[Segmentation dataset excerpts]
-=-=-

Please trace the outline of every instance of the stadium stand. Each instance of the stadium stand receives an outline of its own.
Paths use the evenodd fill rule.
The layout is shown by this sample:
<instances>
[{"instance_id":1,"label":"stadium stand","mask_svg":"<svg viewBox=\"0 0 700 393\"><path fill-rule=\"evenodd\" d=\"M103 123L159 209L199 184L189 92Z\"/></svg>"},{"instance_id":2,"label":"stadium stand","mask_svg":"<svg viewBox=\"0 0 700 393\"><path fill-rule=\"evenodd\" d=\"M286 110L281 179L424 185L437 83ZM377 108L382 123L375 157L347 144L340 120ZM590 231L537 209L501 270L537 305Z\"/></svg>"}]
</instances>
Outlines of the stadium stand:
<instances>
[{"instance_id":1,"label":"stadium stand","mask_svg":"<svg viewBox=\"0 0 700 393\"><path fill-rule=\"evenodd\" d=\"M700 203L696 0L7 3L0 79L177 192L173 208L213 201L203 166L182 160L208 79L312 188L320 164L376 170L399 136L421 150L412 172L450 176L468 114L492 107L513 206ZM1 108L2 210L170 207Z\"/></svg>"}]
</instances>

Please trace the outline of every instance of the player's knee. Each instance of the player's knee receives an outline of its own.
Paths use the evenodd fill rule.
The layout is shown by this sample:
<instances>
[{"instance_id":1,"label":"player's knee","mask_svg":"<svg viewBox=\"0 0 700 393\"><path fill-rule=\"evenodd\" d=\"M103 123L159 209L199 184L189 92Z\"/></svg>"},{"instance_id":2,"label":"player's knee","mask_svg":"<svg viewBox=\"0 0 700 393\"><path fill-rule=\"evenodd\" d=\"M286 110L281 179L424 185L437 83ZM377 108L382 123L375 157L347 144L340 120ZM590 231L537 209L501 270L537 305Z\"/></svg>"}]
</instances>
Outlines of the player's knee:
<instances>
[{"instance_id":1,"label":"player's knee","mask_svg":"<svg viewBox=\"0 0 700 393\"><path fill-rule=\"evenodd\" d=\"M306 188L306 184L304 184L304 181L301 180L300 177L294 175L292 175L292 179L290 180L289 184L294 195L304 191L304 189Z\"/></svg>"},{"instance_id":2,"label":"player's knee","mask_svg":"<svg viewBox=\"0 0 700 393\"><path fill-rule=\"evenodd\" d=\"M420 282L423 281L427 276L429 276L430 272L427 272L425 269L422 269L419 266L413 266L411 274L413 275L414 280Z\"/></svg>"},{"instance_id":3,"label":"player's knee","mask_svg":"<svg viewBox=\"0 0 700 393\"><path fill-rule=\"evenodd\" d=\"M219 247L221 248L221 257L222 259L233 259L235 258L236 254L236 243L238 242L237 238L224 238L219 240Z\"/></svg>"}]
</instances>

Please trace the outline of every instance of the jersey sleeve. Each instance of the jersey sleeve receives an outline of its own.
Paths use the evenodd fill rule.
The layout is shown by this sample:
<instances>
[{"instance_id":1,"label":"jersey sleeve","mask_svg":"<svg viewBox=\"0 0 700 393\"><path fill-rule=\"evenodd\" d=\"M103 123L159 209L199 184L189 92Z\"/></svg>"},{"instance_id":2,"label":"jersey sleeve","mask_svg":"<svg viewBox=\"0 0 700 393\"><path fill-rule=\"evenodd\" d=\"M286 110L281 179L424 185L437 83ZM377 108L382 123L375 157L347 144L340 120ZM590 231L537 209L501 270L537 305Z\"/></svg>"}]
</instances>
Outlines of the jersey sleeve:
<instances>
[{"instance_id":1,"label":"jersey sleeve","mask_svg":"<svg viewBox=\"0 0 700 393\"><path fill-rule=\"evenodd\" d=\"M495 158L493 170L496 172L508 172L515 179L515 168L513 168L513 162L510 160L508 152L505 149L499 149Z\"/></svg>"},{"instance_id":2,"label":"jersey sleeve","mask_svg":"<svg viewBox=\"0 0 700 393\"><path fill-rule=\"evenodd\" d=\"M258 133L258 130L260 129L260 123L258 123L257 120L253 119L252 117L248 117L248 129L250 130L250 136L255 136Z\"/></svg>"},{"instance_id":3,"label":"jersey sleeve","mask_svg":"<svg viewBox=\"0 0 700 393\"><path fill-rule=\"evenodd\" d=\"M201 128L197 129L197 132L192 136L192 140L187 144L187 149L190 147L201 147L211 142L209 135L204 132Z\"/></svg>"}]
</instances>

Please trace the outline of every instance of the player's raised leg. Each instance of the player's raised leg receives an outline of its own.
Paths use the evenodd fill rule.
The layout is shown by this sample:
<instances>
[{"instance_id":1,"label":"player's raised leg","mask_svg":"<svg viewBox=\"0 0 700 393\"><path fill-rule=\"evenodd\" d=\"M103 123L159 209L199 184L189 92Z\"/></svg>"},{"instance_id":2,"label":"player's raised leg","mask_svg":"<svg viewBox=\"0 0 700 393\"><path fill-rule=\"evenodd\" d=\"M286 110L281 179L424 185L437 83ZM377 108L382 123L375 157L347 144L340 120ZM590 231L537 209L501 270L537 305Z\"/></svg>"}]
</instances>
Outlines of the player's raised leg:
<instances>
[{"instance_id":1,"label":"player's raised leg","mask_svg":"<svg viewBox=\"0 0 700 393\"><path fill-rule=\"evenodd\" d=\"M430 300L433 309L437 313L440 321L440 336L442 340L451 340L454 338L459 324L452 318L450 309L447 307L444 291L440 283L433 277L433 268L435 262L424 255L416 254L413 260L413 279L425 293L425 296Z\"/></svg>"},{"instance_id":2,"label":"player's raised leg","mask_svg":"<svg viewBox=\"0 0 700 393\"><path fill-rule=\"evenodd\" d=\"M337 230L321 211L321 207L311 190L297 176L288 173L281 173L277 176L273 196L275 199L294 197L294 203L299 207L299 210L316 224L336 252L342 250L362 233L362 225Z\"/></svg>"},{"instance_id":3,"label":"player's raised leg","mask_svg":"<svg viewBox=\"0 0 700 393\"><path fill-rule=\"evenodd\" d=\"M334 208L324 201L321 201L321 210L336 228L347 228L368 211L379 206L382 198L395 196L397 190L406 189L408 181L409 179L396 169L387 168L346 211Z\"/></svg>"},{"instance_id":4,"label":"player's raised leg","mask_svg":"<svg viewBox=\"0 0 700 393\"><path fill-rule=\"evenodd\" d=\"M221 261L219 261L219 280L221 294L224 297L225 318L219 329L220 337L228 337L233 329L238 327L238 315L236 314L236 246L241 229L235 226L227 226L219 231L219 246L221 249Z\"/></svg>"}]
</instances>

-=-=-

Change every occurrence of "Please trace" in the lines above to "Please draw", and reproduce all the lines with nothing else altered.

Please draw the outline of every instance of the stadium stand. Each instance of the stadium stand receives an outline of its own.
Paths use the evenodd fill rule.
The layout is shown by this sample:
<instances>
[{"instance_id":1,"label":"stadium stand","mask_svg":"<svg viewBox=\"0 0 700 393\"><path fill-rule=\"evenodd\" d=\"M103 123L159 209L199 184L189 92Z\"/></svg>"},{"instance_id":2,"label":"stadium stand","mask_svg":"<svg viewBox=\"0 0 700 393\"><path fill-rule=\"evenodd\" d=\"M286 110L281 179L424 185L437 83ZM377 108L382 123L375 157L347 144L340 120ZM590 231L537 209L501 270L537 305Z\"/></svg>"}]
</instances>
Outlines of the stadium stand:
<instances>
[{"instance_id":1,"label":"stadium stand","mask_svg":"<svg viewBox=\"0 0 700 393\"><path fill-rule=\"evenodd\" d=\"M700 203L696 0L7 3L0 79L177 192L173 208L213 201L203 166L182 160L208 79L312 188L320 164L376 170L399 136L421 150L412 172L450 176L468 114L492 107L513 206ZM1 108L2 210L170 207Z\"/></svg>"}]
</instances>

Please draw the outline of every instance of the player's knee. Each instance of the player's knee receives an outline of its own.
Paths use the evenodd fill rule.
The layout is shown by this sample:
<instances>
[{"instance_id":1,"label":"player's knee","mask_svg":"<svg viewBox=\"0 0 700 393\"><path fill-rule=\"evenodd\" d=\"M103 123L159 209L199 184L189 92Z\"/></svg>"},{"instance_id":2,"label":"player's knee","mask_svg":"<svg viewBox=\"0 0 700 393\"><path fill-rule=\"evenodd\" d=\"M286 110L281 179L424 185L437 83ZM377 108L382 123L375 157L347 144L340 120ZM590 231L537 209L501 270L537 305Z\"/></svg>"}]
</instances>
Outlines of the player's knee:
<instances>
[{"instance_id":1,"label":"player's knee","mask_svg":"<svg viewBox=\"0 0 700 393\"><path fill-rule=\"evenodd\" d=\"M306 188L306 184L304 184L304 181L301 180L300 177L294 175L292 175L292 179L290 180L289 184L294 195L304 191L304 189Z\"/></svg>"},{"instance_id":2,"label":"player's knee","mask_svg":"<svg viewBox=\"0 0 700 393\"><path fill-rule=\"evenodd\" d=\"M420 282L423 281L427 276L429 276L430 272L427 272L425 269L422 269L419 266L413 266L411 274L413 275L414 280Z\"/></svg>"},{"instance_id":3,"label":"player's knee","mask_svg":"<svg viewBox=\"0 0 700 393\"><path fill-rule=\"evenodd\" d=\"M219 247L221 248L221 257L222 259L233 259L235 258L236 254L236 243L238 242L237 238L224 238L219 240Z\"/></svg>"}]
</instances>

Please draw the outline of every instance of the jersey sleeve. Each instance of the jersey sleeve receives an outline of its own.
Paths use the evenodd fill rule.
The layout is shown by this sample:
<instances>
[{"instance_id":1,"label":"jersey sleeve","mask_svg":"<svg viewBox=\"0 0 700 393\"><path fill-rule=\"evenodd\" d=\"M103 123L159 209L199 184L189 92Z\"/></svg>"},{"instance_id":2,"label":"jersey sleeve","mask_svg":"<svg viewBox=\"0 0 700 393\"><path fill-rule=\"evenodd\" d=\"M286 110L281 179L424 185L437 83ZM377 108L382 123L375 157L347 144L340 120ZM590 231L537 209L501 270L537 305Z\"/></svg>"}]
</instances>
Outlines of the jersey sleeve:
<instances>
[{"instance_id":1,"label":"jersey sleeve","mask_svg":"<svg viewBox=\"0 0 700 393\"><path fill-rule=\"evenodd\" d=\"M495 158L493 170L496 172L508 172L515 179L515 168L513 168L513 162L510 160L508 152L505 149L499 149Z\"/></svg>"},{"instance_id":2,"label":"jersey sleeve","mask_svg":"<svg viewBox=\"0 0 700 393\"><path fill-rule=\"evenodd\" d=\"M258 133L258 130L260 129L260 123L258 123L257 120L253 119L252 117L248 117L248 129L250 130L250 136L255 136Z\"/></svg>"},{"instance_id":3,"label":"jersey sleeve","mask_svg":"<svg viewBox=\"0 0 700 393\"><path fill-rule=\"evenodd\" d=\"M201 128L197 129L197 132L192 136L192 140L187 144L187 149L190 147L201 147L211 142L209 135L204 132Z\"/></svg>"}]
</instances>

Please draw the outline of every instance of the player's raised leg. Each instance of the player's raised leg receives an outline of its own.
Paths use the evenodd fill rule.
The layout is shown by this sample:
<instances>
[{"instance_id":1,"label":"player's raised leg","mask_svg":"<svg viewBox=\"0 0 700 393\"><path fill-rule=\"evenodd\" d=\"M103 123L159 209L199 184L189 92Z\"/></svg>"},{"instance_id":2,"label":"player's raised leg","mask_svg":"<svg viewBox=\"0 0 700 393\"><path fill-rule=\"evenodd\" d=\"M286 110L281 179L424 185L437 83ZM377 108L382 123L375 157L347 144L340 120ZM590 231L537 209L501 270L537 305Z\"/></svg>"}]
</instances>
Outlines of the player's raised leg:
<instances>
[{"instance_id":1,"label":"player's raised leg","mask_svg":"<svg viewBox=\"0 0 700 393\"><path fill-rule=\"evenodd\" d=\"M430 300L433 309L437 313L440 321L440 336L442 340L451 340L454 338L459 324L452 318L450 309L447 307L444 291L440 283L433 277L433 268L435 262L424 255L416 254L413 260L413 279L425 293L425 296Z\"/></svg>"},{"instance_id":2,"label":"player's raised leg","mask_svg":"<svg viewBox=\"0 0 700 393\"><path fill-rule=\"evenodd\" d=\"M337 230L321 211L321 207L311 190L297 176L288 173L281 173L277 176L273 196L275 199L294 197L294 203L299 207L299 210L316 224L336 252L342 250L362 233L362 225Z\"/></svg>"},{"instance_id":3,"label":"player's raised leg","mask_svg":"<svg viewBox=\"0 0 700 393\"><path fill-rule=\"evenodd\" d=\"M334 208L324 201L321 201L321 210L336 228L347 228L368 211L379 206L382 198L395 196L397 190L406 189L408 181L409 179L396 169L387 168L346 211Z\"/></svg>"},{"instance_id":4,"label":"player's raised leg","mask_svg":"<svg viewBox=\"0 0 700 393\"><path fill-rule=\"evenodd\" d=\"M221 261L219 261L219 280L221 294L224 297L225 318L219 329L220 337L228 337L233 329L238 327L238 315L236 314L236 246L241 229L235 226L227 226L219 231L219 246L221 249Z\"/></svg>"}]
</instances>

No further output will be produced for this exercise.